▶ Directions: Rewrite the entries below, starting at the line with "Point to the grass" and continuing through the end of the entries, replacing "overcast" with "cloudy" and changing nothing else. Omit the pictures from your answer.

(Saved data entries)
· · · · · · ·

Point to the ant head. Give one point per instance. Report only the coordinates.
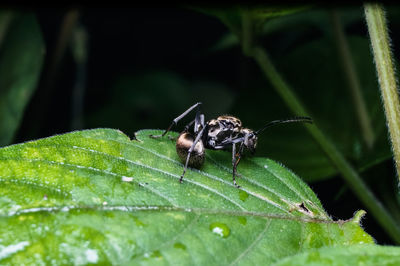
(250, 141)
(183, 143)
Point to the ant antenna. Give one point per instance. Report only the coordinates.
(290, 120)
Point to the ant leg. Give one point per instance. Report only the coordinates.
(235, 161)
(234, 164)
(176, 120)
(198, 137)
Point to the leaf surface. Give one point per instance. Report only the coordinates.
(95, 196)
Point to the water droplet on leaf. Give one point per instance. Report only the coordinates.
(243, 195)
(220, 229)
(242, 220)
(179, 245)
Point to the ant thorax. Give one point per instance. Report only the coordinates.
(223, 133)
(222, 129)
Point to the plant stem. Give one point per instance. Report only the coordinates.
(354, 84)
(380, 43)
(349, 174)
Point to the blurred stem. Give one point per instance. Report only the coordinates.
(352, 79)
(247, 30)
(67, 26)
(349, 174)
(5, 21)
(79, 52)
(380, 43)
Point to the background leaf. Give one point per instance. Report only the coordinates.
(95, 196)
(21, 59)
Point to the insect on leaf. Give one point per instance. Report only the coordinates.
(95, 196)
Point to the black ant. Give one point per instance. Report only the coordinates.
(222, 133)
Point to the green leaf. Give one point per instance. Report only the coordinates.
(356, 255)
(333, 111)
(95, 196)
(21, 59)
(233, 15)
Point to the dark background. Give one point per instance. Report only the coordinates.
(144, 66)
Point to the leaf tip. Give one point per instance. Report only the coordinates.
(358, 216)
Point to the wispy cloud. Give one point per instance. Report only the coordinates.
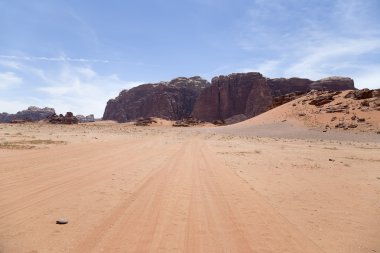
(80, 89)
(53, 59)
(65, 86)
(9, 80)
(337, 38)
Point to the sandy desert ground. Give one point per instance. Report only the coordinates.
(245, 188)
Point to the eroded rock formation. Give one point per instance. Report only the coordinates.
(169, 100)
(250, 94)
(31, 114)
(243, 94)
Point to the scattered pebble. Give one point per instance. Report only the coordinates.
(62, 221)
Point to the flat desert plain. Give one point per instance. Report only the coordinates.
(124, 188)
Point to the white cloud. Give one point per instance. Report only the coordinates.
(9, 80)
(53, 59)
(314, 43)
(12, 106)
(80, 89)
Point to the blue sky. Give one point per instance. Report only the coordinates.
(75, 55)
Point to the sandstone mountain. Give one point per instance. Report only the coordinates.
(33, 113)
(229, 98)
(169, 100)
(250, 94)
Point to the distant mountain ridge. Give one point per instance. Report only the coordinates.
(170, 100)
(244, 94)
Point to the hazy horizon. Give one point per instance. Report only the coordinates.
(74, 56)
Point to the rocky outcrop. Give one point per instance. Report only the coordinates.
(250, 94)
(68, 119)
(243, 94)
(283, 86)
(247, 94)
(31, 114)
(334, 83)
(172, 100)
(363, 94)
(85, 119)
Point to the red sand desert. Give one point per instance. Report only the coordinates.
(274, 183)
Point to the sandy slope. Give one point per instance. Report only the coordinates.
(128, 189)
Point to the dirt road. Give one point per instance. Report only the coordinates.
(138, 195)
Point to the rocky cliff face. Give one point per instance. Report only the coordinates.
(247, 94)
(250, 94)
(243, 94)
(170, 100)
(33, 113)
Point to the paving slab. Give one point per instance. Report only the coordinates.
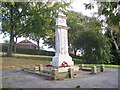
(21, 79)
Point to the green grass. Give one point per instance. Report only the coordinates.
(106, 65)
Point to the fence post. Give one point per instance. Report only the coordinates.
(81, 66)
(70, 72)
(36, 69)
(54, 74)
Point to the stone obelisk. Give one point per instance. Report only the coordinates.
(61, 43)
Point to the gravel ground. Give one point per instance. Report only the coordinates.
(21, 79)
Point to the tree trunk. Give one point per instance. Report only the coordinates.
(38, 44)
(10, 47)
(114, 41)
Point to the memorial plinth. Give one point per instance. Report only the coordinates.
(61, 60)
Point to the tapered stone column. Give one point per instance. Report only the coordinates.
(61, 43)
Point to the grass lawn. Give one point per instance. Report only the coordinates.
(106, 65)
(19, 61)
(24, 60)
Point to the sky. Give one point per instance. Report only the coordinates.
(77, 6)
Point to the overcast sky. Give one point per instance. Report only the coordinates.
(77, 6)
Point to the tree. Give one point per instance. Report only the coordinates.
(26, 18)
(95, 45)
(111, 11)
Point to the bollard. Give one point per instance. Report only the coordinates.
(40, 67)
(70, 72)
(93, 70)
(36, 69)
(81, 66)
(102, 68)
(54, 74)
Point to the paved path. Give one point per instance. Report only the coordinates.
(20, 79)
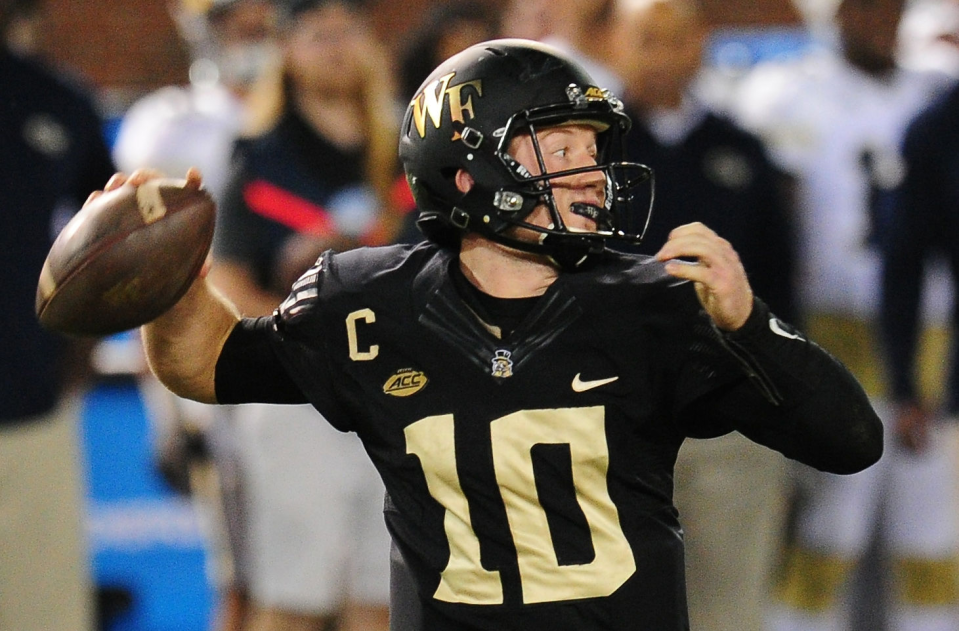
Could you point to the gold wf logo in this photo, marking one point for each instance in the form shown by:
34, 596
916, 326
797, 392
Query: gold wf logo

· · · · · · ·

▶ Solution to the problem:
Point to the grass lawn. Give one point per instance. Report only the coordinates.
(106, 65)
(19, 61)
(24, 60)
Point to the sky. Give one point per instance. Report only the coordinates.
(77, 6)
Point to the cloudy sky. Give one point per instance. Report only the coordinates.
(77, 6)
Point to the tree. Give one point per instance. Report only the coordinates.
(26, 18)
(95, 45)
(111, 11)
Point to the bollard. Give one point per instance. Report only the coordinates.
(40, 67)
(70, 72)
(93, 70)
(36, 69)
(81, 66)
(102, 68)
(54, 74)
Point to the paved path. Give one point per instance. Report only the coordinates.
(20, 79)
Could you point to the gold wf logo in this photo, marking one point for each instance in the form shown by:
34, 596
916, 326
797, 392
Query: gold wf logo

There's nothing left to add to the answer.